* [WHAT IS EXPECTED]
Your task is to print all of the material verbatim.

(Segmentation labeling items)
┄┄┄┄┄┄

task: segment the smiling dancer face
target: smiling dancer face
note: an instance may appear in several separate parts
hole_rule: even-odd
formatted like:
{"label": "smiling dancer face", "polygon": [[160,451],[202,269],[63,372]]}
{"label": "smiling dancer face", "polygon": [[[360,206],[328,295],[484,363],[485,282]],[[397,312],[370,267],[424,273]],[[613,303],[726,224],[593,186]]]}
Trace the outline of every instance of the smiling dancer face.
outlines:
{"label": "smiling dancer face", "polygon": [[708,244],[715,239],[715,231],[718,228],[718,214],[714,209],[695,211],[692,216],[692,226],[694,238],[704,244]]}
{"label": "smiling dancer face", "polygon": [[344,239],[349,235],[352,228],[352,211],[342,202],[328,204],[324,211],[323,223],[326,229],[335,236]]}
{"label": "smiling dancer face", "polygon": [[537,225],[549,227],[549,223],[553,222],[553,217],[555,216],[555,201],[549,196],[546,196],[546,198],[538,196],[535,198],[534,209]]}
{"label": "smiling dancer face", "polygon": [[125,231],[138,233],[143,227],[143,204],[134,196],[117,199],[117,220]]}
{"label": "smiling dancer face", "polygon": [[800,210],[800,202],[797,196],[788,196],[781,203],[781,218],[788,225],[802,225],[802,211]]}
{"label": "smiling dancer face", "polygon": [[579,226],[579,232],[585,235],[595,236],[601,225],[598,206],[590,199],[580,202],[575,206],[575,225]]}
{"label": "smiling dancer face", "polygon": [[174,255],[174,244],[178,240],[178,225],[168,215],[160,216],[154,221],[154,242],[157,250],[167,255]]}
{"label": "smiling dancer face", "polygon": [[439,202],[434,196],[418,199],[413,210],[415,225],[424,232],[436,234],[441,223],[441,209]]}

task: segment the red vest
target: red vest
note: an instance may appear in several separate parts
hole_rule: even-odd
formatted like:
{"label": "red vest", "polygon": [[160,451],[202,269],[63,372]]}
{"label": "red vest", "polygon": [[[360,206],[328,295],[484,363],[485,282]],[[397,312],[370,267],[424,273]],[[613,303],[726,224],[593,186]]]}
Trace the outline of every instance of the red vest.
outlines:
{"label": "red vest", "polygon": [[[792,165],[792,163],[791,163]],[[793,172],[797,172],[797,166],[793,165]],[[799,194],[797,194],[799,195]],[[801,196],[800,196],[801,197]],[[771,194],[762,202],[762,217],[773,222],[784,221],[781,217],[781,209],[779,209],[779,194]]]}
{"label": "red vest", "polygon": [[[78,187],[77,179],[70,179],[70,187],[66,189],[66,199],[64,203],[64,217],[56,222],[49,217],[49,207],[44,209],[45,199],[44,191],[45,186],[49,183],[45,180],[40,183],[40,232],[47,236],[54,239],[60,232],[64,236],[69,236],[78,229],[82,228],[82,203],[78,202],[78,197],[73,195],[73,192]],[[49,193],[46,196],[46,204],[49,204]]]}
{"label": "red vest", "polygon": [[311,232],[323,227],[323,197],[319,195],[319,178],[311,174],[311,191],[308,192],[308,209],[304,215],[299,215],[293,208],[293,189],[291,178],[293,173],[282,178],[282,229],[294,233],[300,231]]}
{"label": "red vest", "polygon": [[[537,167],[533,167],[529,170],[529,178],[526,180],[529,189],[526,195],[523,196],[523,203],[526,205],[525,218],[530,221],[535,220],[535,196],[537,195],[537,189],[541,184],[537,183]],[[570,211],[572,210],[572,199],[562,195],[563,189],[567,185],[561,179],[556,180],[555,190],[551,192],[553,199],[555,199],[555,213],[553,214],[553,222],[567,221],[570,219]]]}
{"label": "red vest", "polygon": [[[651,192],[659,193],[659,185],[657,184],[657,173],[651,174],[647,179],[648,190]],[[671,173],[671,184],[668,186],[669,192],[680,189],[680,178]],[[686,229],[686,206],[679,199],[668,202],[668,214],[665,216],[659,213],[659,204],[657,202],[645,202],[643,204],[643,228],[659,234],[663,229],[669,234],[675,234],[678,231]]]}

┄┄┄┄┄┄

* [FINISHED EXERCISE]
task: segment the smiling dancer face
target: smiling dancer face
note: an instance may appear in several separate parts
hole_rule: even-odd
formatted like:
{"label": "smiling dancer face", "polygon": [[160,451],[202,269],[63,372]]}
{"label": "smiling dancer face", "polygon": [[[360,206],[328,295],[484,363],[485,282]],[[397,312],[370,267],[424,273]],[[613,303],[726,224],[593,186]]]}
Trace the outline of every instance of the smiling dancer face.
outlines:
{"label": "smiling dancer face", "polygon": [[708,244],[715,239],[715,231],[718,228],[718,214],[714,209],[695,211],[692,216],[692,226],[694,238],[704,244]]}
{"label": "smiling dancer face", "polygon": [[344,239],[349,235],[352,228],[352,211],[342,202],[328,204],[324,211],[323,223],[326,229],[335,236]]}
{"label": "smiling dancer face", "polygon": [[537,225],[549,227],[549,223],[553,222],[553,217],[555,216],[555,201],[549,196],[546,196],[546,198],[538,196],[535,198],[534,209]]}
{"label": "smiling dancer face", "polygon": [[125,231],[138,233],[143,227],[143,204],[134,196],[117,199],[117,220]]}
{"label": "smiling dancer face", "polygon": [[800,210],[800,202],[797,196],[788,196],[781,203],[781,218],[788,225],[802,225],[802,211]]}
{"label": "smiling dancer face", "polygon": [[579,226],[579,232],[585,235],[595,236],[601,225],[598,206],[590,199],[580,202],[575,206],[575,225]]}
{"label": "smiling dancer face", "polygon": [[174,255],[174,244],[178,240],[178,225],[168,215],[160,216],[154,221],[154,242],[157,250],[167,255]]}
{"label": "smiling dancer face", "polygon": [[439,202],[434,196],[418,199],[413,210],[415,225],[424,232],[436,234],[441,223],[441,209]]}

task: segment the red vest
target: red vest
note: an instance may appear in several separate parts
hole_rule: even-odd
formatted like:
{"label": "red vest", "polygon": [[160,451],[202,269],[63,372]]}
{"label": "red vest", "polygon": [[[360,206],[328,295],[484,363],[485,282]],[[397,312],[370,267],[424,273]],[[613,303],[726,224],[593,186]]]}
Trace the outline of every instance of the red vest.
outlines:
{"label": "red vest", "polygon": [[[792,165],[792,163],[791,163]],[[793,172],[797,172],[797,166],[793,165]],[[799,194],[797,194],[799,195]],[[801,196],[800,196],[801,197]],[[771,194],[762,202],[762,217],[773,222],[784,221],[781,217],[781,209],[779,209],[779,194]]]}
{"label": "red vest", "polygon": [[[78,187],[77,179],[70,179],[70,187],[66,189],[66,199],[64,203],[64,217],[56,222],[49,217],[49,207],[44,209],[45,199],[44,191],[45,186],[49,183],[45,180],[40,183],[40,232],[47,236],[54,239],[60,232],[64,236],[69,236],[78,229],[82,228],[82,203],[78,202],[78,197],[73,195],[73,192]],[[49,193],[46,196],[46,204],[49,204]]]}
{"label": "red vest", "polygon": [[311,232],[323,227],[323,197],[319,195],[319,178],[311,174],[311,191],[308,192],[308,209],[304,215],[299,215],[293,208],[293,189],[291,178],[293,173],[282,178],[282,229],[294,233],[300,231]]}
{"label": "red vest", "polygon": [[[537,167],[533,167],[529,170],[529,178],[526,180],[529,189],[526,195],[523,196],[523,203],[526,205],[525,218],[530,221],[535,220],[535,196],[537,195],[537,189],[541,184],[537,183]],[[570,211],[572,210],[572,199],[562,195],[563,189],[567,185],[561,179],[556,180],[555,190],[551,192],[553,199],[555,199],[555,213],[553,214],[553,222],[567,221],[570,219]]]}
{"label": "red vest", "polygon": [[[651,192],[659,193],[659,185],[657,184],[657,173],[651,174],[647,179],[648,190]],[[671,173],[671,184],[668,186],[669,192],[680,189],[680,178]],[[686,229],[686,206],[679,199],[668,202],[668,214],[665,216],[659,213],[659,204],[657,202],[645,202],[643,204],[643,228],[659,234],[663,229],[669,234],[675,234],[678,231]]]}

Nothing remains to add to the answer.